[Your goal] Switch every "dot" in the listing below to "marker" and write out all its lines again, changing nothing else. Leave the pictures out of your answer.

+ + + + + + +

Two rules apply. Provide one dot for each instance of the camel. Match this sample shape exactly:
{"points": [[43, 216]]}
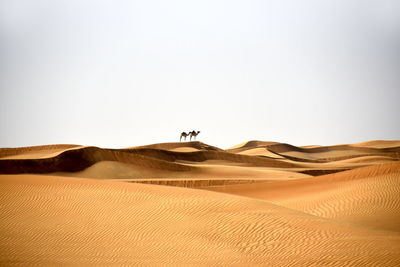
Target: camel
{"points": [[193, 134], [183, 134]]}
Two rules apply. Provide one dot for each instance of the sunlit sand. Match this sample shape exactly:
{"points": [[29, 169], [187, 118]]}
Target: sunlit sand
{"points": [[189, 203]]}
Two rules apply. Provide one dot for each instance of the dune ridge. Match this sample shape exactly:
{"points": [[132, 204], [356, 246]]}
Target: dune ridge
{"points": [[189, 203], [135, 224]]}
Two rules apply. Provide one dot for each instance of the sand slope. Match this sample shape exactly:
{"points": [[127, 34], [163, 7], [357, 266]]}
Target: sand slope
{"points": [[366, 196], [56, 221], [256, 204]]}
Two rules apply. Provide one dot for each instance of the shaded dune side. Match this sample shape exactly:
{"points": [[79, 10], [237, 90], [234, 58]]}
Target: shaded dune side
{"points": [[200, 156], [330, 153], [249, 145], [58, 221], [379, 143], [80, 159], [6, 152]]}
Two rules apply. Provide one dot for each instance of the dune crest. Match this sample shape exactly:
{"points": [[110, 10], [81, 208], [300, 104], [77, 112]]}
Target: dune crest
{"points": [[256, 204]]}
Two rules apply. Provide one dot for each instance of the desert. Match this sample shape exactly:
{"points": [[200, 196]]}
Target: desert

+ + + + + + +

[Exercise answer]
Two rules apply. Provide one marker for each instance of the camel. Match this sample shape exactly:
{"points": [[43, 216]]}
Target: camel
{"points": [[193, 134], [183, 134]]}
Two rules apply. Provide one marker for each instance of the sunlit sand. Match this sample shape exactly:
{"points": [[29, 169], [187, 118]]}
Target: sunlit sand
{"points": [[189, 203]]}
Two rules apply. Provide one marker for each instance of the dune ridge. Match this sample shape exactly:
{"points": [[132, 204], [356, 246]]}
Target: dune ridge
{"points": [[189, 203], [135, 224]]}
Two rules apply. Provide one marker for each instance of the sand slope. Match this sample shape exactly:
{"points": [[127, 34], [163, 7], [357, 266]]}
Target: sand slope
{"points": [[366, 196], [56, 221], [256, 204]]}
Two rules apply. Provide one marker for each instance of the shaded dune side. Match this sample shape exactly:
{"points": [[79, 10], [237, 90], [234, 58]]}
Target: shaded dune side
{"points": [[200, 156], [330, 153], [249, 145], [58, 221], [379, 143], [80, 159], [6, 152]]}
Two rules apply. Provide one marker for each instance of the dune crest. Match this sample shape exactly:
{"points": [[110, 10], [81, 208], [300, 104], [77, 112]]}
Target: dune crest
{"points": [[256, 204]]}
Two rules apply. Provide one marker for each instance of the desert. Match this sample shape exactly:
{"points": [[200, 196]]}
Target: desert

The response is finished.